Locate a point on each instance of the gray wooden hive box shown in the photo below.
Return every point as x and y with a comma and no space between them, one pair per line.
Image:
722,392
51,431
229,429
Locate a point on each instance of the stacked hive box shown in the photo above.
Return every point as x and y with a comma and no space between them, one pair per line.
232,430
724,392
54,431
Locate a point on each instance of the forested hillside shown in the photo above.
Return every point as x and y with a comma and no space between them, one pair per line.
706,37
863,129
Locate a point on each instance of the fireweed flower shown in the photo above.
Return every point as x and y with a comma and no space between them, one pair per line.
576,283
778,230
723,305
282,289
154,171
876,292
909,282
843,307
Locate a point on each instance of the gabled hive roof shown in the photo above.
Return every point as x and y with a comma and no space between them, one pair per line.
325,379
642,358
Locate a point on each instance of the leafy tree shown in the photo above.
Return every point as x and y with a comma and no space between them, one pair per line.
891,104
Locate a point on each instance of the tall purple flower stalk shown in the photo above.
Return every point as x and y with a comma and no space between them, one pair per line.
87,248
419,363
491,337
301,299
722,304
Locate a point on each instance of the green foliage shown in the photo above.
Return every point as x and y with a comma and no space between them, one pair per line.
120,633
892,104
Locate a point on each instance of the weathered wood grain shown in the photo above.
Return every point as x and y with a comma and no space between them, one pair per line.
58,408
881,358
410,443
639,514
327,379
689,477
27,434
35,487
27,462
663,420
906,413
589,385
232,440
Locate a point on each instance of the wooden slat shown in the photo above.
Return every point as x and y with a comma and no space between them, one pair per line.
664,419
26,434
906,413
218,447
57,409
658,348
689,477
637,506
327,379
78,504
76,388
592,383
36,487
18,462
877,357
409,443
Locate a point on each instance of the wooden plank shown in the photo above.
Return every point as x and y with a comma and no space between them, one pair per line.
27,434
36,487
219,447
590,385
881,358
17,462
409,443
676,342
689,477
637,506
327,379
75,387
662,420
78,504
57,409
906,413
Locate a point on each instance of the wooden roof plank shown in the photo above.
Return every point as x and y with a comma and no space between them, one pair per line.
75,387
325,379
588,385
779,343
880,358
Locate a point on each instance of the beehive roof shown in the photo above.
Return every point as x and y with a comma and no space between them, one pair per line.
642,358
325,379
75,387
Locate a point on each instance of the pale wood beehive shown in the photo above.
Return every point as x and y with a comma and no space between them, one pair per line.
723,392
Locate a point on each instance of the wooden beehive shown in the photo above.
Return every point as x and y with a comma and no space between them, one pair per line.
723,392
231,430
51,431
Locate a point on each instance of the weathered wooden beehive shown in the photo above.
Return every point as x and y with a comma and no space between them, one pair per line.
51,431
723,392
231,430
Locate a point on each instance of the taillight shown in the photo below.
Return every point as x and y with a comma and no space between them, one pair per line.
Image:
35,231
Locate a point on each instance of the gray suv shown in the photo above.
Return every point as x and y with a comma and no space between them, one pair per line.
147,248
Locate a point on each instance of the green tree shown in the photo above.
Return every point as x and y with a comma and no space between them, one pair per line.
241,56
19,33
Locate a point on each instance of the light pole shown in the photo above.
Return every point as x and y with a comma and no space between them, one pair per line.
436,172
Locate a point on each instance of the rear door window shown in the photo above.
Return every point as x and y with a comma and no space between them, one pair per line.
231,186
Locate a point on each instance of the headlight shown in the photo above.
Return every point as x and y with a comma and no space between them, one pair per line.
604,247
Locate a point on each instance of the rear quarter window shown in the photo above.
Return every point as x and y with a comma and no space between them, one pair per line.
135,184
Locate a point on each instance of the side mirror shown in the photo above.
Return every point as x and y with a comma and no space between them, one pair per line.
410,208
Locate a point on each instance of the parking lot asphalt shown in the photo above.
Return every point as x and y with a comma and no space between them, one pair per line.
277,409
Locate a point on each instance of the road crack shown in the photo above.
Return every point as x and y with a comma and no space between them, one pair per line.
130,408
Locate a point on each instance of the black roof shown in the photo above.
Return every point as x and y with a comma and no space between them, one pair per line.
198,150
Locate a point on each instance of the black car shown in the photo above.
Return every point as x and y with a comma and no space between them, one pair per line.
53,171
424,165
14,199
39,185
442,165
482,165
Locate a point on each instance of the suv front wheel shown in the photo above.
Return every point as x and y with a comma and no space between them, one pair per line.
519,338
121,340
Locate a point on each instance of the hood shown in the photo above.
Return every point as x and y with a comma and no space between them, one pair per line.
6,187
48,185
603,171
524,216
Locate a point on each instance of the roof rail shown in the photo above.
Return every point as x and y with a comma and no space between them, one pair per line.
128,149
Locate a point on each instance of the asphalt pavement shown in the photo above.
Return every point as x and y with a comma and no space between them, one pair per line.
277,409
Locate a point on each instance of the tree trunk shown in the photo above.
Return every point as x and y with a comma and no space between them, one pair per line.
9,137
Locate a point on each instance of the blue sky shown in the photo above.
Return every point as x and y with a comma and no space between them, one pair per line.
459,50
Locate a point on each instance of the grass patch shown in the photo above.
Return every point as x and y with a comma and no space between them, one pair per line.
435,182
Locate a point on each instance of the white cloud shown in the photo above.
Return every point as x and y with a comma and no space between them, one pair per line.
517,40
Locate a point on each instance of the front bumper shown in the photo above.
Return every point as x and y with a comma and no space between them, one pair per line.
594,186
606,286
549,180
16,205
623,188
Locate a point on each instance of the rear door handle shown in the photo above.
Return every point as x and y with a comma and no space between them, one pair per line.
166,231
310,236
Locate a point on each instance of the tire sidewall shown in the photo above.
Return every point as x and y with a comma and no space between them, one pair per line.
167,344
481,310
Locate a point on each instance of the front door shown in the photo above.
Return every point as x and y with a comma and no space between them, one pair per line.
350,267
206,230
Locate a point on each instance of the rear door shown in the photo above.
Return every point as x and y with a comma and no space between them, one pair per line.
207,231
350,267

□ □ □

* [The task]: Scale the records starting with the line with "Locate a point on each instance of the white" and going on through the end of the records, and give those lines again with the requests included. Multiply every coordinate in the answers by 1.65 and round each result to a whole number, rounding halves up.

* [Exercise solution]:
Locate a point on each instance of the white cloud shown in the photo above.
Return every point as x and y with a comma and no space between them, one pair per line.
853,66
Locate a point on each instance of the front bumper shown in the photo above.
Return every point as x and y with a comma and no space between them, one pair per line.
980,307
1000,472
906,297
26,338
1028,310
Locate a point on each instance of the rear door handle shown in the photo above.
Return every point as x and y with a comma and no space between them, one pair per line.
274,381
512,389
Locate a point on each instance of the tire sidewall shown in the photo above.
Return every point as x and y with a comma and no space between them, one pair per line.
276,568
794,512
Locate a point on each instance of the front door shown in the photo above.
Return every point as x and y with a comma and no space between them, one pair per line.
578,441
340,380
Locate a point on each instance of the rear door shown in the photo above.
Return every point as x and y with a comma and no space between them, one pair per line.
342,381
578,441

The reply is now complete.